◆ TRECHO PARA LEITURA:
☆ ☆ ☆

Gisele − Mais do que um correlacionamento, há uma linha de continuidade. O processo político que culminou com o impedimento da presidente Dilma Rousseff tem o mesmo DNA antidemocrático que caracteriza os tempos atuais. É preciso lembrar que no mesmo dia em que o resultado eleitoral foi divulgado, Aécio Neves, o candidato derrotado, anunciou que não aceitaria a decisão tomada pela maioria do povo brasileiro. A partir daí, já em uma conjuntura de crise econômica, o segundo mandato da presidente reeleita é marcado por ataques sucessivos provenientes das “pautas bombas” do Legislativo e dos editoriais da grande imprensa, que passam a criminalizar a atividade política em seu conjunto. Essa conjuntura de crítica da política permanece inalterada. Afinal, basta observar o general Heleno descrevendo os atuais parlamentares como chantagistas ou Bolsonaro insistindo na escolha exclusivamente técnica de seus ministros, quando, na verdade, seus principais colaboradores violam o interesse público e implementam decisões que favorecem exclusivamente grupos políticos amigos.

☆ ☆ ☆

◆ DADOS FORNECIDOS:
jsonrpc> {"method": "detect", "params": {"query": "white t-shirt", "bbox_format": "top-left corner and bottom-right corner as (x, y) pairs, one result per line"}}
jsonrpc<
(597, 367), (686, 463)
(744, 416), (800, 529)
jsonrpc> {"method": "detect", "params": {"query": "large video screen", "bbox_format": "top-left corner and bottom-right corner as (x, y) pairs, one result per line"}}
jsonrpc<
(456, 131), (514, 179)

☆ ☆ ☆

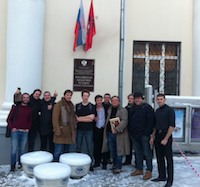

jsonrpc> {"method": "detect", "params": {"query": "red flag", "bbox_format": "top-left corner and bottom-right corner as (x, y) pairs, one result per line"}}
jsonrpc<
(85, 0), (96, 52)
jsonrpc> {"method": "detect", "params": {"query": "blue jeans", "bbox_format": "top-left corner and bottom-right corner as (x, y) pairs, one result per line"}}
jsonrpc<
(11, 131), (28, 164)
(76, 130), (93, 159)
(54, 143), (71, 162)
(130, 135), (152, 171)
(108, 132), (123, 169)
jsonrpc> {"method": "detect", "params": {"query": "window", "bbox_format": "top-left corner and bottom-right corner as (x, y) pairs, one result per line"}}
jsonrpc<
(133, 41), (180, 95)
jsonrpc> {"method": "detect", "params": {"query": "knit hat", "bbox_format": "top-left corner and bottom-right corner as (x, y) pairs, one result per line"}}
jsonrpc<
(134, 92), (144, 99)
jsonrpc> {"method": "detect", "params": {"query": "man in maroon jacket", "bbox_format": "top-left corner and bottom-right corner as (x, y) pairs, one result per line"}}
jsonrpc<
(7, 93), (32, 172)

☆ ☆ ☆

◆ O QUE FAZER: Continue o trecho sobre o impedimento de Dilma Rousseff e os tempos atuais, começando logo depois da última frase.

◆ SUA RESPOSTA:
Foto: Acervo Pessoal Foto: Acervo Pessoal
Gisele − A democracia brasileira não está em risco neste momento apenas. Na verdade, ela sempre esteve em perigo e sob permanente ameaça. Nos habituamos com uma certa normalidade constitucional e ignoramos os sinais emitidos por nossas elites racistas e patrimonialistas. Desde 2005, no episódio nomeado pela imprensa como “mensalão”, já estava claro que não se permitiria – pelo menos pela via democrática – a incorporação de parte da população brasileira ao conjunto da nação. O Brasil sempre foi um país destinado a apenas 40% da sua população, e isso permanece como a herança maldita da escravidão e do histórico processo de privatização do público por grupos oligárquicos, ainda que estes mudem ao longo do tempo. A ideia de um país inclusivo, soberano e democrático é inteiramente incompatível com o projeto de poder das nossas elites. De outra parte, as nossas camadas populares, habituadas à violência e ao impedimento à participação política, por vezes encontram boas alternativas pela via eleitoral. No entanto, este caminho costuma ser igualmente cerceado, como ocorreu com Vargas, Goulart ou Dilma.
“Fico muito surpresa com aqueles que imaginam um Bolsonaro inteligente, articulado, politicamente hábil, capaz de inaugurar um método político eficaz”
EC − Estamos em constante instabilidade, então?
Gisele − Lamentavelmente, vivemos em um país sem nenhuma tradição democrática e quase sempre submetido a regimes ditatoriais. Foram poucos os anos de liberdade política no século 20. Um dado bem descreve tal quadro: dentre os últimos 26 presidentes, apenas cinco foram eleitos pelo voto popular e concluíram seus mandatos.
EC – Alguma esperança?
Gisele − Difícil prever o que acontecerá nos próximos meses ou anos. De qualquer maneira, com a era petista, a sociedade brasileira e suas camadas populares experimentaram um tipo de inclusão com o qual não estavam habituadas. Resta saber que marcas tal processo terá inscrito na consciência política do nosso povo, até onde ele estará disposto a lutar e qual será a dimensão dos limites que encontrará pela frente.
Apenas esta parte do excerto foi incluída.